Exact repetition of the data is the whole task.

(INFORMATION SUPPLIED begins)

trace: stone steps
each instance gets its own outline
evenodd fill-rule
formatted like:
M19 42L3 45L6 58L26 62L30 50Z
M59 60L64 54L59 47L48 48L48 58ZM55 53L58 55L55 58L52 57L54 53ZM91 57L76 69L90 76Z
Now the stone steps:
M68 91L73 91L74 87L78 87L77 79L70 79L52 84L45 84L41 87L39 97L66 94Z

(INFORMATION SUPPLIED ends)

● **SOLVED EXERCISE**:
trace: stone steps
each instance gets its own outline
evenodd fill-rule
formatted like:
M19 42L3 45L6 58L26 62L30 50Z
M59 60L64 54L59 47L48 48L48 58ZM55 53L58 55L55 58L52 57L54 53ZM91 57L76 69L90 76Z
Now the stone steps:
M68 91L73 91L74 87L78 87L77 79L70 79L52 84L45 84L41 87L39 97L66 94Z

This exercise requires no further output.